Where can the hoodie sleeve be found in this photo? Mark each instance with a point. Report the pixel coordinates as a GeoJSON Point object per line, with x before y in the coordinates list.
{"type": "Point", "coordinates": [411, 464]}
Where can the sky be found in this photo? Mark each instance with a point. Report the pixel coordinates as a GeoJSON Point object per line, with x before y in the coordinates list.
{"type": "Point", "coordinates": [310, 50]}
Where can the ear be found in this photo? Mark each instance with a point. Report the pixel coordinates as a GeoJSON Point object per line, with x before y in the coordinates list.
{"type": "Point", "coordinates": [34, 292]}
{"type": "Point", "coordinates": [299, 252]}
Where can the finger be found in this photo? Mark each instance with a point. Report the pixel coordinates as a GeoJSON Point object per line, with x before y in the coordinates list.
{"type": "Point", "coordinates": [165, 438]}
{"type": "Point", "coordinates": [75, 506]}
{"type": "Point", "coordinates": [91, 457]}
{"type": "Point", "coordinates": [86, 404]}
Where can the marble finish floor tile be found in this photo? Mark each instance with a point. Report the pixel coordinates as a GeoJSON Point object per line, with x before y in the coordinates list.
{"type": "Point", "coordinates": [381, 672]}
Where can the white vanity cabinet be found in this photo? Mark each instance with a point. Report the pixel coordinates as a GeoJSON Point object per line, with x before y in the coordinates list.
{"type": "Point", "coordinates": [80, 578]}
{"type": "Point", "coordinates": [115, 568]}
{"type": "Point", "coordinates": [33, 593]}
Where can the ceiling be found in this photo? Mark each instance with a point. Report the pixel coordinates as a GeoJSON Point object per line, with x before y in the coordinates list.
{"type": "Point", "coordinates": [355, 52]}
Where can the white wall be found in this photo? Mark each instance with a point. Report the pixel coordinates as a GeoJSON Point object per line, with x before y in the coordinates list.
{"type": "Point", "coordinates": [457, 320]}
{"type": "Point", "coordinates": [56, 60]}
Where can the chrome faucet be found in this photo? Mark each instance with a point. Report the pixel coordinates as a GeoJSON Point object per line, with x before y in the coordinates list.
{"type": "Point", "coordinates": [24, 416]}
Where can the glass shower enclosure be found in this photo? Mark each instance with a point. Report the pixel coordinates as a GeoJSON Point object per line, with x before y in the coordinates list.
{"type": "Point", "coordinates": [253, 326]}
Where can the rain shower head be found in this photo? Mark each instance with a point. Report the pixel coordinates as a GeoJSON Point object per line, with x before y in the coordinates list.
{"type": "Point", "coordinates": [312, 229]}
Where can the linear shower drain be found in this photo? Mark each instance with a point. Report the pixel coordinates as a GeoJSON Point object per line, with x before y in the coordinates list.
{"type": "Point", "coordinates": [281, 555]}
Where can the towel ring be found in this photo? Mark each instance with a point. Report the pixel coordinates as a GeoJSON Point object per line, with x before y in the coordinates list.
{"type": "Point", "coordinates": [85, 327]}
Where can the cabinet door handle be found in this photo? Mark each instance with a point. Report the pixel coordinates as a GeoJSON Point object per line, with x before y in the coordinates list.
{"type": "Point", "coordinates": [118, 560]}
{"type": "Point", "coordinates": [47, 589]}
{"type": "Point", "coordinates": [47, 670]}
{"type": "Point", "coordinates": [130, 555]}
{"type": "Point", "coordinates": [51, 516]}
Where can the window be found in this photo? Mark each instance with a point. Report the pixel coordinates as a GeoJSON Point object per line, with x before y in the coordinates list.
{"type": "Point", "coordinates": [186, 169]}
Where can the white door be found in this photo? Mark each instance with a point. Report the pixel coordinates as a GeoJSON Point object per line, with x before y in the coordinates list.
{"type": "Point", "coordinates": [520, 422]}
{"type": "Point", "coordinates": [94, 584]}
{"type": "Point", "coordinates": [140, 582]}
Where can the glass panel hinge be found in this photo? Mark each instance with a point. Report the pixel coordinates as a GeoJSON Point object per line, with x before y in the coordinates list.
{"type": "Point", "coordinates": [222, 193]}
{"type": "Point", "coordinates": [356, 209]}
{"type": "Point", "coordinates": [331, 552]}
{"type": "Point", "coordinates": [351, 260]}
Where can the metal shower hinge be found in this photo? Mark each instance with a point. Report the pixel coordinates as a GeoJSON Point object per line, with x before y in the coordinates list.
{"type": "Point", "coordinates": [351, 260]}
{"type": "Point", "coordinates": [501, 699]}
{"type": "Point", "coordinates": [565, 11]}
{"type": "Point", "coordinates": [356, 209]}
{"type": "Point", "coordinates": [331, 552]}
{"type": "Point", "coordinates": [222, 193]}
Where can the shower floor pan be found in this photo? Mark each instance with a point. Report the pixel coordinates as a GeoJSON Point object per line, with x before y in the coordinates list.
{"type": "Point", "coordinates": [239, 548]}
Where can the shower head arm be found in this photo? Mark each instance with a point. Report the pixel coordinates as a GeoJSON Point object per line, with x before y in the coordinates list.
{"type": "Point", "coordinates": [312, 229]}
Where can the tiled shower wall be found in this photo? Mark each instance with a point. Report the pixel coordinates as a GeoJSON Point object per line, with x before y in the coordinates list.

> _About this task_: Repeat back the data above, exact to the last character.

> _Answer space_:
Where can the hoodie sleeve be found in this photo? Mark each instance with a point. Report the pixel coordinates as a GeoJSON Point object per line, with x before y in the coordinates list.
{"type": "Point", "coordinates": [411, 464]}
Where can the sky be found in this photo? Mark each instance with a point. Report the pixel coordinates as a GeoJSON Point object per line, with x before y in the coordinates list.
{"type": "Point", "coordinates": [310, 50]}
Where can the ear be found in this photo? Mark each instance with a point. Report the pixel coordinates as a GeoJSON Point object per line, with x before y in the coordinates list.
{"type": "Point", "coordinates": [34, 292]}
{"type": "Point", "coordinates": [299, 252]}
Where can the finger be found in this photo? Mark each instance with a point. Report the pixel coordinates as a GeoJSON Point object per line, with x before y in the coordinates list.
{"type": "Point", "coordinates": [165, 438]}
{"type": "Point", "coordinates": [75, 506]}
{"type": "Point", "coordinates": [91, 457]}
{"type": "Point", "coordinates": [86, 404]}
Where can the marble finish floor tile be found in this photo? Mark each instance with a point. Report the pixel coordinates as a GeoJSON Point object per line, with x before y in the coordinates list.
{"type": "Point", "coordinates": [381, 672]}
Where can the white vanity cabinet be found in this photo? Mark each instance with a point. Report the pixel coordinates as a GeoJSON Point object per line, with x before y in the coordinates list.
{"type": "Point", "coordinates": [80, 578]}
{"type": "Point", "coordinates": [115, 568]}
{"type": "Point", "coordinates": [33, 593]}
Where can the ceiling be found in this photo? Mark each instance with a point. Report the pixel coordinates as a GeoJSON Point object per line, with x before y in the coordinates list.
{"type": "Point", "coordinates": [355, 52]}
Where can the white wall be found in this photo? Mark each instance with a point. Report the pixel coordinates as a GeoJSON Point object per line, with x before y in the coordinates list.
{"type": "Point", "coordinates": [457, 320]}
{"type": "Point", "coordinates": [56, 60]}
Where can the chrome faucet be found in this photo? Mark each instance with a point. Report the pixel coordinates as a GeoJSON Point object per line, with x before y in the coordinates list.
{"type": "Point", "coordinates": [24, 416]}
Where can the glass shower enclosure be found in this photo? Mark each instance with a point. Report the pixel coordinates as a GeoJSON Point object per line, with x before y in the coordinates list.
{"type": "Point", "coordinates": [253, 326]}
Where can the rain shower head be found in this photo? Mark each instance with a point. Report the pixel coordinates as a GeoJSON Point object per line, with x before y in the coordinates list.
{"type": "Point", "coordinates": [312, 229]}
Where can the linear shower drain be found in this photo? Mark each instance with a point. Report the pixel coordinates as a GeoJSON Point object per line, with x before y in the coordinates list.
{"type": "Point", "coordinates": [281, 555]}
Where can the towel ring be found in this photo? Mark each instance with a point. Report the pixel coordinates as a GeoJSON Point object per line, with x before y in the coordinates list.
{"type": "Point", "coordinates": [85, 327]}
Where can the cabinet door handle be found in this photo? Mark each instance with a point. Report the pixel coordinates as a GeoJSON Point object per line, with x before y in the coordinates list.
{"type": "Point", "coordinates": [118, 560]}
{"type": "Point", "coordinates": [47, 589]}
{"type": "Point", "coordinates": [47, 670]}
{"type": "Point", "coordinates": [130, 555]}
{"type": "Point", "coordinates": [51, 516]}
Where can the window be found in this photo? Mark each instance with a point. Report the pixel coordinates as a GeoJSON Point object per line, with x before y in the coordinates list.
{"type": "Point", "coordinates": [186, 169]}
Where can the white door be found in this photo? Mark each instance with a point. Report the pixel coordinates as a GeoJSON Point object per line, with x before y in the coordinates list.
{"type": "Point", "coordinates": [520, 422]}
{"type": "Point", "coordinates": [94, 584]}
{"type": "Point", "coordinates": [140, 582]}
Where can the glass panel hinge be found in this photo? Mark each instance with a point. Report the pixel coordinates as a GeoJSON Point object per line, with x before y in the coordinates list.
{"type": "Point", "coordinates": [222, 193]}
{"type": "Point", "coordinates": [356, 209]}
{"type": "Point", "coordinates": [331, 552]}
{"type": "Point", "coordinates": [351, 260]}
Where can the metal shower hinge be found in this photo? Mark each instance with a point. Report the pixel coordinates as a GeoJSON Point object per line, with x before y in the coordinates list.
{"type": "Point", "coordinates": [351, 260]}
{"type": "Point", "coordinates": [501, 699]}
{"type": "Point", "coordinates": [565, 11]}
{"type": "Point", "coordinates": [356, 209]}
{"type": "Point", "coordinates": [331, 552]}
{"type": "Point", "coordinates": [222, 193]}
Where can the shower floor pan be found in this photo? Mark each instance with a point. Report the pixel coordinates as a GeoJSON Point object per line, with x before y in the coordinates list.
{"type": "Point", "coordinates": [239, 548]}
Where can the shower head arm be found in this photo? Mark each instance with a point. Report the pixel coordinates as a GeoJSON Point object per line, with x before y in the coordinates list.
{"type": "Point", "coordinates": [312, 229]}
Where can the tiled shower wall be found in this photo? Mark each instance with a point. Report the pixel coordinates as a GeoJSON Point object per line, with x before y in the coordinates list.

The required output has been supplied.